## [EXCERPT PROVIDED]
┌──

In any leader-based consensus algorithm, the leader must eventually store all of the committed log entries. In some consensus algorithms, such as Viewstamped Replication [22], a leader can be elected even if it doesn’t initially contain all of the committed entries. These algorithms contain additional mechanisms to identify the missing entries and transmit them to the new leader, either during the election process or shortly afterwards. Unfortunately, this results in considerable additional mechanism and complexity. Raft uses a simpler approach where it guarantees that all the committed entries from previous terms are present on each new leader from the moment of its election, without the need to transfer those entries to the leader. This means that log entries only flow in one direction, from leaders to followers, and leaders never overwrite existing entries in their logs.

在任何基于 leader 的共识算法中,leader 最终必须存储所有已提交的日志条目。在一些共识算法中,如 Viewstamped Replication [22],即使 leader 最初不包含所有提交的条目,也可以被选举出来。这些算法有额外的机制来识别缺失的条目,并在选举过程中 OR 之后不久将它们发送给新的 leader。但是,这有点复杂。Raft 采用了一种更简单的方法,它保证所有之前任期内已经被提交的日志将会保留在现任的 leader 日志中,这就省去了 Viewstamped Replication 中需要将缺少的条目重新发送给现任 leader 的步骤。这意味着日志条目是单向流动,即从 leader 到 follower,并且 leader 永远不会覆盖其日志中的现有条目

Raft uses the voting process to prevent a candidate from winning an election unless its log contains all committed entries. A candidate must contact a majority of the cluster in order to be elected, which means that every committed entry must be present in at least one of those servers. If the candidate’s log is at least as up-to-date as any other log in that majority (where “up-to-date” is defined precisely below), then it will hold all the committed entries. The RequestVote RPC implements this restriction: the RPC includes information about the candidate’s log, and the voter denies its vote if its own log is more up-to-date than that of the candidate.

Raft 使用选票机制来阻止 candidate 赢得选举,除非其日志包含了所有已提交的条目。candidate 必须获取过半选票才能当选为 leader,这意味着 leader 已提交的条目必然已经被至少一台 followers 所复制(存储在日志中,可能并未提交)。如果 candidate 的日志与其他 followers 的日志一样,处于最新行列,那么它将保存所有已提交的条目。RequestVote RPC 实现了这个限制,即 RPC 包含关于 candidate 日志的信息,如果投票人自己的日志比 candidate 的日志还要新,那么就会拒绝投票

Raft determines which of two logs is more up-to-date by comparing the index and term of the last entries in the logs. If the logs have last entries with different terms, then the log with the later term is more up-to-date. If the logs end with the same term, then whichever log is longer is more up-to-date.

└──

## [WORK ORDER]
Can you reproduce the Raft excerpt word for word, from "Raft determines which" up to and including "longer is more up-to-date."? Work from the Raft excerpt alone.

## [COLLECTED MATERIAL]
┌──

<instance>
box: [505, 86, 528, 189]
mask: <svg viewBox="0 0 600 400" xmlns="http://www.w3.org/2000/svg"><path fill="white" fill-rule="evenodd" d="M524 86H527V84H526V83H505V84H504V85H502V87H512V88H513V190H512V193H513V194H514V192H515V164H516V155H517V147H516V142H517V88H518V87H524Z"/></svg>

└──

## [RESULT OF THE EXERCISE]
Raft determines which of two logs is more up-to-date by comparing the index and term of the last entries in the logs. If the logs have last entries with different terms, then the log with the later term is more up-to-date. If the logs end with the same term, then whichever log is longer is more up-to-date.